* WHAT TO DO *
Write a continuation of the opinion piece on gender and social work, picking up after its last sentence.

* TEXT SEGMENT *
***

Gender and Social Work – What is Gender? – Opinion piece by Prof. Brigid Featherstone – #SWSCmedia debate

Join us for a Special Evening with Prof. Brigid Featherstone & Prof. Jonathan Scourfield on Tuesday (17-July-2012) at 8:00 PM UK / 3:00 PM EDT @SWSCmedia.

  • What is gender? There is a huge literature on this but it is worth explaining what I think is the most useful understanding for social work. I think gender is very much linked to our practices in interaction with others, what we do, rather than simply what we are.  We do and undo gender through the practices we engage in, we construct what it is to be a man, a father, a woman and a mother and we can, of course, challenge constructions that we think restrict us. Having said that, there is of course a stubbornness to the constructions that are available and legitimated in our society.  Men are often expected by themselves, women and workers to act in particular ways so it is not a simplistic case of discrimination, for example, when they are not engaged with in relation to the care of their children.  It’s a bit more complex than that.  There are costs and privileges for both men and women attached to different models of masculinity and femininity.

***

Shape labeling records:
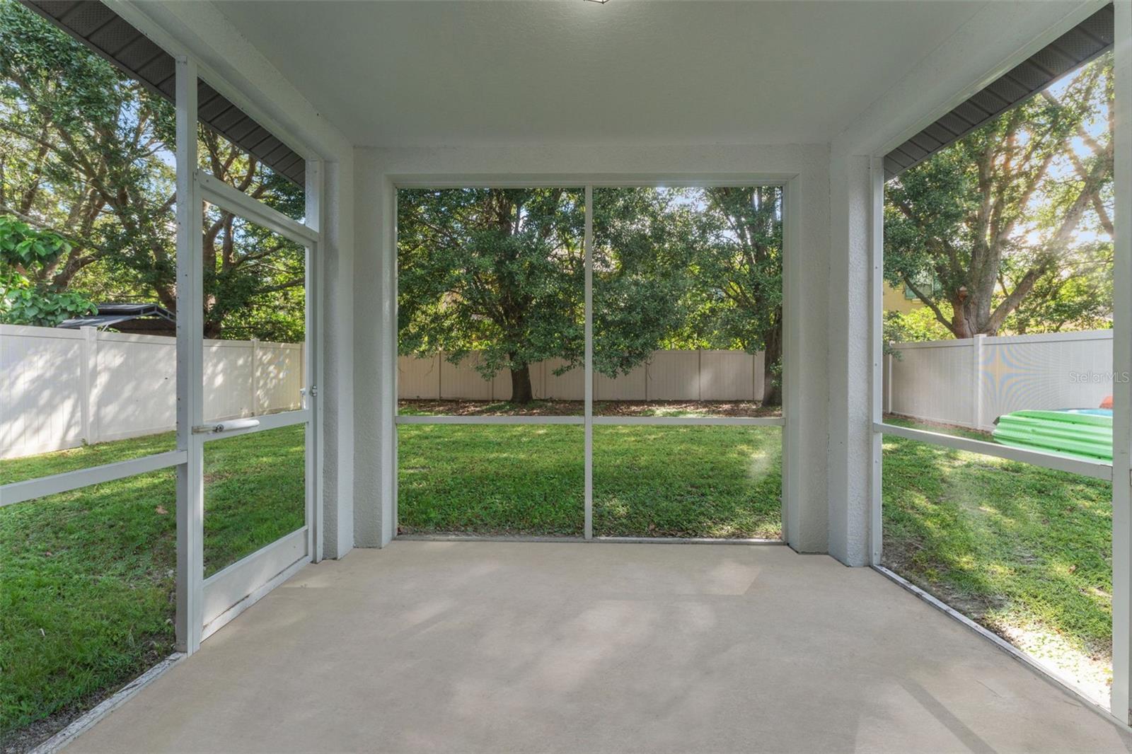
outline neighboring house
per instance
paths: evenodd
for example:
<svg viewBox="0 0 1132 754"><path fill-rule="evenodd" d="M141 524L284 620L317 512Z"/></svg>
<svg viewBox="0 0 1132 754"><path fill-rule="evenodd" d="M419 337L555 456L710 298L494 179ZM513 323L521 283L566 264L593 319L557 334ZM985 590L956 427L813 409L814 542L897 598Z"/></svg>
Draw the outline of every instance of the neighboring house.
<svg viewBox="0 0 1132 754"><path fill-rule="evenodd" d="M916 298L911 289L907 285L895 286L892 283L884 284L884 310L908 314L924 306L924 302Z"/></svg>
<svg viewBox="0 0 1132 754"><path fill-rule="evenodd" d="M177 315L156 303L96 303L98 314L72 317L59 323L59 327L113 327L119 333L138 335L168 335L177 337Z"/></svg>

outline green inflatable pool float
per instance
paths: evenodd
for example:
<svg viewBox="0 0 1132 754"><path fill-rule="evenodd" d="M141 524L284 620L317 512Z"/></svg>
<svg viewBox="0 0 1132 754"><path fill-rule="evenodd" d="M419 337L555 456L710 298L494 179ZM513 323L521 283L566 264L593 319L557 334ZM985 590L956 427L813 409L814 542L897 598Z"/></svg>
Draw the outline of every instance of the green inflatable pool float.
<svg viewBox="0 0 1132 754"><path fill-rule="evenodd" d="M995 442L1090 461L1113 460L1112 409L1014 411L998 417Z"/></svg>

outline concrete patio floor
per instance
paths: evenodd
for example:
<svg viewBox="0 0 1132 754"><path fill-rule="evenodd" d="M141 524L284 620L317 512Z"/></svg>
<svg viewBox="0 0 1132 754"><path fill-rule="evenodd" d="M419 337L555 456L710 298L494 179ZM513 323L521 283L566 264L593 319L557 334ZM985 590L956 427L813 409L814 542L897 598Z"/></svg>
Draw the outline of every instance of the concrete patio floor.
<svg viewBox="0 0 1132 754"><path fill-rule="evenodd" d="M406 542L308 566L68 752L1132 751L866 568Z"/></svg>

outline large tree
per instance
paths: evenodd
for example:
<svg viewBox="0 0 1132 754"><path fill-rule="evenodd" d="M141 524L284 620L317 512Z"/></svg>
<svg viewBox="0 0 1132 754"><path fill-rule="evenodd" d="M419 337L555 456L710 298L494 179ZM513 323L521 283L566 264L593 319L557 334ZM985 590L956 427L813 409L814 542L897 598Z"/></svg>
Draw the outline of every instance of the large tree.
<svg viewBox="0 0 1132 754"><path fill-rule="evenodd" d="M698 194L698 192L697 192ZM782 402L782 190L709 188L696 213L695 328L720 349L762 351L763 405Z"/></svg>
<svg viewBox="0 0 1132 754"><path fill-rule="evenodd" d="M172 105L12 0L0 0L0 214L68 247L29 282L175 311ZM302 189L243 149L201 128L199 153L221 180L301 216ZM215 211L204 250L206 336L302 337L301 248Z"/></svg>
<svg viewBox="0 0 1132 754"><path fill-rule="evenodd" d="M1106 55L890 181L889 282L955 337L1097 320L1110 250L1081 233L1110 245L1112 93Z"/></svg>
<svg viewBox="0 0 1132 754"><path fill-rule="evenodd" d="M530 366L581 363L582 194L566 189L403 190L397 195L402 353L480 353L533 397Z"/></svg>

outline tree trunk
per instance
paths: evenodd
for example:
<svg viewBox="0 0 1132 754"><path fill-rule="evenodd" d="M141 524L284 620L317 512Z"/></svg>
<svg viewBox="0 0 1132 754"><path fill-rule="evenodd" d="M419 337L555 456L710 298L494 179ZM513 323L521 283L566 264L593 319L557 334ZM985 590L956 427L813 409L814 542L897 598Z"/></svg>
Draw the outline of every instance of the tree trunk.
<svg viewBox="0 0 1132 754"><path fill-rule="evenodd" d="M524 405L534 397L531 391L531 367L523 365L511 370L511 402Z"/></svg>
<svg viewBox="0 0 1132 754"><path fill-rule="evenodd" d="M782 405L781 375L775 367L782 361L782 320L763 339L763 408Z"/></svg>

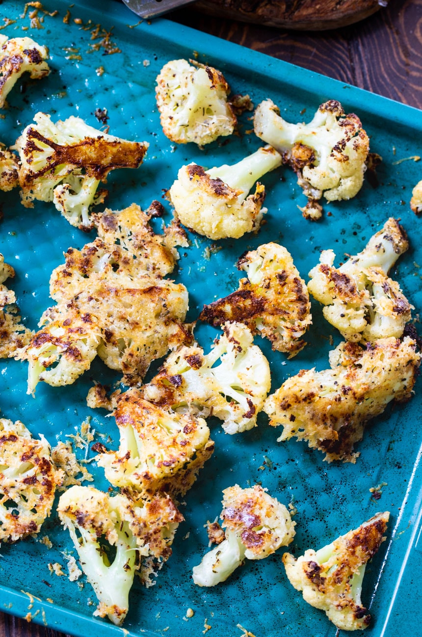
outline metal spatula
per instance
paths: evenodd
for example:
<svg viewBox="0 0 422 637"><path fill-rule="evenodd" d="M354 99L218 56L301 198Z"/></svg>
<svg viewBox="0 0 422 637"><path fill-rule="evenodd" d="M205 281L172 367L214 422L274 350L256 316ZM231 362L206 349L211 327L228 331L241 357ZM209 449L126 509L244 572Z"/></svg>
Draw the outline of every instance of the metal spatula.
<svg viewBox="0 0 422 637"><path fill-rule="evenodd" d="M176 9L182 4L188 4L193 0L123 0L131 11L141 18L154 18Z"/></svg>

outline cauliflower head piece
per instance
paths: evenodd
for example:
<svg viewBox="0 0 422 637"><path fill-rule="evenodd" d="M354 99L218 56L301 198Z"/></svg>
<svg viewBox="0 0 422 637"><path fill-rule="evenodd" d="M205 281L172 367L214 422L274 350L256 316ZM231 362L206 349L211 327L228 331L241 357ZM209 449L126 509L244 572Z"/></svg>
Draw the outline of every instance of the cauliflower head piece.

***

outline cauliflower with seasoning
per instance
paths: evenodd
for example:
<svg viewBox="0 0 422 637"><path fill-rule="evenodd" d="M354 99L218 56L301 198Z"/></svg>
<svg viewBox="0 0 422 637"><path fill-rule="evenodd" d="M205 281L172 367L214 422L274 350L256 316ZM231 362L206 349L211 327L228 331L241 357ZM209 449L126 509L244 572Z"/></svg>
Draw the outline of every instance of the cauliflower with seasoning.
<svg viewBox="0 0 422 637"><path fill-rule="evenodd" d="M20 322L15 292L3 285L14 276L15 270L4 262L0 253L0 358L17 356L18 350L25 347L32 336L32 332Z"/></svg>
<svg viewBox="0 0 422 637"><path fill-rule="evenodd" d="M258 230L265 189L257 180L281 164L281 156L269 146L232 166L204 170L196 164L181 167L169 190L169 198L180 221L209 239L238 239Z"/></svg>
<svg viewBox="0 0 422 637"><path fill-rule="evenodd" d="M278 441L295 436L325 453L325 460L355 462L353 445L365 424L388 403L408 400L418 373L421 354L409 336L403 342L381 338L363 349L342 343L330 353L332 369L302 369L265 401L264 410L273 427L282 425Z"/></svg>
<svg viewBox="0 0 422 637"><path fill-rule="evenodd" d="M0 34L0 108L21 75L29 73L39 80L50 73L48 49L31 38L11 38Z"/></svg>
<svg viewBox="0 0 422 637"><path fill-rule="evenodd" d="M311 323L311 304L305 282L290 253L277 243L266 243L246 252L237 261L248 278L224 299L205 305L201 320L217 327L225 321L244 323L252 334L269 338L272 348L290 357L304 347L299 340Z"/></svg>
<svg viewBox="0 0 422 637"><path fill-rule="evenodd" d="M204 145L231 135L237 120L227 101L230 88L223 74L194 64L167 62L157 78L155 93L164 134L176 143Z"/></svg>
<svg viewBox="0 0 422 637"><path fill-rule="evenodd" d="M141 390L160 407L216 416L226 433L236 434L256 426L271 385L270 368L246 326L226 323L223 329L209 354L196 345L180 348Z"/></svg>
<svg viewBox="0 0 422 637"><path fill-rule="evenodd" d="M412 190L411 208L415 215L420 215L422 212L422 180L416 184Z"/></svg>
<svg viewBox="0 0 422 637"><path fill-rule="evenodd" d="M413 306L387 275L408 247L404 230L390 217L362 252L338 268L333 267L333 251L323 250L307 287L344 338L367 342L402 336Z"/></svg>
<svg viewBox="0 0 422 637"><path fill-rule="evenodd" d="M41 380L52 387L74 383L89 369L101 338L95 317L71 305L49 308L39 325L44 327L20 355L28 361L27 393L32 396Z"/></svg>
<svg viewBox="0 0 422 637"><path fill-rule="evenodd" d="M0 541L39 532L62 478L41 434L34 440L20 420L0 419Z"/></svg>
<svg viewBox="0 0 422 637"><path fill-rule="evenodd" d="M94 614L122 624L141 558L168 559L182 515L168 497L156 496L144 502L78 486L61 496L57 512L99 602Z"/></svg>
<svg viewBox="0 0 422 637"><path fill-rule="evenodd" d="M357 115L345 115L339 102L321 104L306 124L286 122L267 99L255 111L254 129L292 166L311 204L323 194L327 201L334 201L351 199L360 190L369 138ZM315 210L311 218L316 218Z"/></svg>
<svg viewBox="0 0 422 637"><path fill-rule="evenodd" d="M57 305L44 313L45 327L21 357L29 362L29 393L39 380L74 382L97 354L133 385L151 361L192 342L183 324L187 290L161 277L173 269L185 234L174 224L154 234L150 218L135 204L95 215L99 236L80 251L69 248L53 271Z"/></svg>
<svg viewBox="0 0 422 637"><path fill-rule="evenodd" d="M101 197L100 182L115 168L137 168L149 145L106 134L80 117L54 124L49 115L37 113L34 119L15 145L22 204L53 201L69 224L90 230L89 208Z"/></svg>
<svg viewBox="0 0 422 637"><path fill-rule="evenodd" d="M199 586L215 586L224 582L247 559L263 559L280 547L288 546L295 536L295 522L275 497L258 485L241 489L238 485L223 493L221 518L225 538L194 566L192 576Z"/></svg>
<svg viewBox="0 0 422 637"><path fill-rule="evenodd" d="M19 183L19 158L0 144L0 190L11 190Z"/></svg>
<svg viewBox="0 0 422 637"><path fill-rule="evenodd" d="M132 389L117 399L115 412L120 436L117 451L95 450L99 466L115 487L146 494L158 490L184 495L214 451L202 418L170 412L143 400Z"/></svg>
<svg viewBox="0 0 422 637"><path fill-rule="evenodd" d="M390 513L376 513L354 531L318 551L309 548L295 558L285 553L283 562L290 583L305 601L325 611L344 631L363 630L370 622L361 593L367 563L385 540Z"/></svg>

***

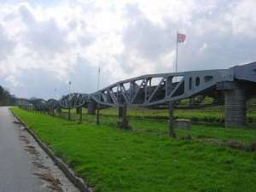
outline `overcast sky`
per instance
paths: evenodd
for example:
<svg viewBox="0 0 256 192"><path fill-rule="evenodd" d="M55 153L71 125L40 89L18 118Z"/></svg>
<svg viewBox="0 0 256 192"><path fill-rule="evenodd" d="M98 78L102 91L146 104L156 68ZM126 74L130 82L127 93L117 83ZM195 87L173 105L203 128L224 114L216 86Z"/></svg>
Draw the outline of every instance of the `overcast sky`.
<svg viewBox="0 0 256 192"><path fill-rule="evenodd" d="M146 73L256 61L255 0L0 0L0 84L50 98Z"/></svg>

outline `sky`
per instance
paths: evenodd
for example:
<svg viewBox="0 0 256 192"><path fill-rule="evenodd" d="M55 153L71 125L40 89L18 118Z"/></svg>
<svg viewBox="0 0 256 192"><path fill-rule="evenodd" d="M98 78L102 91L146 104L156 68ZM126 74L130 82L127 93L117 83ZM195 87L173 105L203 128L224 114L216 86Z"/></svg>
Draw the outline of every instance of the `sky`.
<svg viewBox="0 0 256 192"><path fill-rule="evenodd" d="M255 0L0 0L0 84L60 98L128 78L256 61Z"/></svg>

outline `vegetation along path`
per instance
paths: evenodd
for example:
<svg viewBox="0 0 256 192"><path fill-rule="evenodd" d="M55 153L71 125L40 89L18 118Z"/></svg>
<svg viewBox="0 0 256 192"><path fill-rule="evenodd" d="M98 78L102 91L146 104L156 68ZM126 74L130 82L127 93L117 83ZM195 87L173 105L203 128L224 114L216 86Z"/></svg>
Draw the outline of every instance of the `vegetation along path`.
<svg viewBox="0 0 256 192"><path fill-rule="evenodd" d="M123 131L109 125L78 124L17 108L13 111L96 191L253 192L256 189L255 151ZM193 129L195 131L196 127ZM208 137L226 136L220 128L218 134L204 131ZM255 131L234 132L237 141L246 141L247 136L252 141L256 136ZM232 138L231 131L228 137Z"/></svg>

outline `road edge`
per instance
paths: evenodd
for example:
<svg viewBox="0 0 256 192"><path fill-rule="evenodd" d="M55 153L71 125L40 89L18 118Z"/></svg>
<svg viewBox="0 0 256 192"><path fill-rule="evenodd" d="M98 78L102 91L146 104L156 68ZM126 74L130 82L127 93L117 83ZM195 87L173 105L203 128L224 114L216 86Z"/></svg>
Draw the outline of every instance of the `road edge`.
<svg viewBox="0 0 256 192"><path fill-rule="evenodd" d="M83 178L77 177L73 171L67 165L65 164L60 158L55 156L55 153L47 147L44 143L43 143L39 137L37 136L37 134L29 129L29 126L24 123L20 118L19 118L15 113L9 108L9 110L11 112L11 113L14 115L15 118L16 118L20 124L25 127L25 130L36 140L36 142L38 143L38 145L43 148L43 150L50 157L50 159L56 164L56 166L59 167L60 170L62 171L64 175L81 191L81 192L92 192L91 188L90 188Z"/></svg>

***

* SOLVED EXERCISE *
  • Gender intersects with class, sexuality, ethnicity and disability which in effect means there are multiple masculinities but it does appear that one model is often dominant (that of the white heterosexual middle class, physically active man). Boys police each other particularly in relation to producing a heterosexual identity which causes a great deal of pain for gay adolescents often. Local contexts will throw up their own relations of dominance and subordination though and there is research evidence showing in some school settings the dominant model of masculinity is that of the ‘cool’   African Caribbean boy who is good at sport whereas Asian boys are seen as inappropriately masculine. These relations of dominance and subordination do not translate to the wider society where young black men continue to be seen  as ‘dangerous’ and disproportionately subject to police attention.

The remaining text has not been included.